---------- EXCERPTED PASSAGE ----------

Monday, February 15, 2010

1981 - Raiders of the Lost Ark

It's no secret that I'm a film buff. I've been a fan of movies for as long as I can remember. When browsing through my local video store as a teenager, I often avoided the new releases, choosing instead to scour the other shelves for classic films or those must-see pictures. For a while, I took great advantage of their 10 weeklies for $10 deal. Sometimes, I would select a director and rent as many of his films as they had in stock. My knowledge of Alfred Hitchcock's and Woody Allen's bodies of work is directly due to such proceedings. In fact, in a precursor to Matt vs. the Academy, I attempted to view every film that had been awarded the Best Picture Oscar, succeeding in watching all but six winners, a state of affairs that will obviously be remedied upon this project's conclusion.

But along with my love of movies, I'm also fascinated by the process of making movies. I am simply enamoured with all those behind-the-scenes documentaries and audio commentaries and so on. Hence, I was thoroughly enthralled by my visit today to the Museum of Moving Image here in New York. There are fine exhibits explaining all the different departments involved in putting a film together, from writing to editing and everything in between. Plus, scattered throughout the museum are piles of movie memorabilia, including a miniature from Blade Runner, Robin Williams' Mrs. Doubtfire costume, a cast of Al Pacino's face, a shooting script from Citizen Kane and the Chewbacca head that Peter Mayhew wore, amongst many other things. As you can imagine, I was like a kid in a toy store. It really reminded me of the magic of movies.

Last night, I watched one of the few action blockbusters to be nominated for Best Picture, this one from 1981...

Raiders of the Lost Ark
Steven Spielberg
Lawrence Kasdan
(story by George Lucas and Philip Kaufman)

---------- DATA BLOCK ----------

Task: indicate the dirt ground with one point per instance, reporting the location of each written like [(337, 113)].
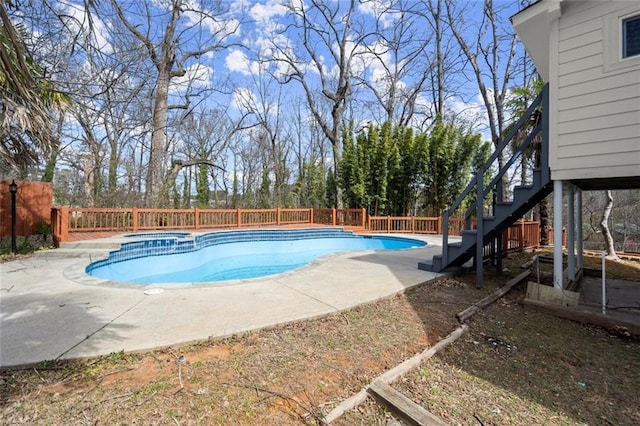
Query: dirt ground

----------

## WRITTEN INSTRUCTION 1
In the Raiders of the Lost Ark blog post, rewrite the stretch from "Monday, February 15, 2010" through "this project's conclusion.", putting "movie lover" in place of "film buff".
## WRITTEN INSTRUCTION 2
Carry on the Raiders of the Lost Ark blog post from its last line.

## TASK OUTPUT 1
Monday, February 15, 2010

1981 - Raiders of the Lost Ark

It's no secret that I'm a movie lover. I've been a fan of movies for as long as I can remember. When browsing through my local video store as a teenager, I often avoided the new releases, choosing instead to scour the other shelves for classic films or those must-see pictures. For a while, I took great advantage of their 10 weeklies for $10 deal. Sometimes, I would select a director and rent as many of his films as they had in stock. My knowledge of Alfred Hitchcock's and Woody Allen's bodies of work is directly due to such proceedings. In fact, in a precursor to Matt vs. the Academy, I attempted to view every film that had been awarded the Best Picture Oscar, succeeding in watching all but six winners, a state of affairs that will obviously be remedied upon this project's conclusion.

## TASK OUTPUT 2
Harrison Ford, Karen Allen, Paul Freeman, Ronald Lacey, John Rhys-Davies, Denholm Elliott
Academy Awards:
9 nominations
5 wins, including Best Visual Effects

It almost seems irrelevant to add to the millions of words that have been written about Indiana Jones. The phenomenon began with Raiders of the Lost Ark and it is this first instalment that is generally favoured by critics and fans alike. Consequently, it has achieved such renown that it is far more important than anything I could ever write. Then again, I'm not narcissistic enough to believe that any of my humble reviews ever outshine the objects of their opinions, but in this case, considering the film's blockbuster status, my review may not even shine at all.

Not that you need to be reminded of its story, but in the interests of consistency, here's a quick recap. It's 1936 and archaeologist Indiana Jones (Ford) is sent by US Army Intelligence to procure the much sought after Ark of the Covenant. His ex-lover Marion Ravenwood (Allen) is in possession of an artifact that holds the key to the Ark's location but rival French archaeologist René Belloq (Freeman) and a bunch of Nazis will stop at nothing to find the Ark first.

There is simply no doubt that Raiders of the Lost Ark is pure escapism. With a rugged leading man, a feisty love interest, a trusty sidekick and a scheming foreign villain, you know you're in action/adventure territory. No more than five or ten minutes go by in between action scenes and there is enough adventure and romance to satisfy even the most die-hard fan of the genre.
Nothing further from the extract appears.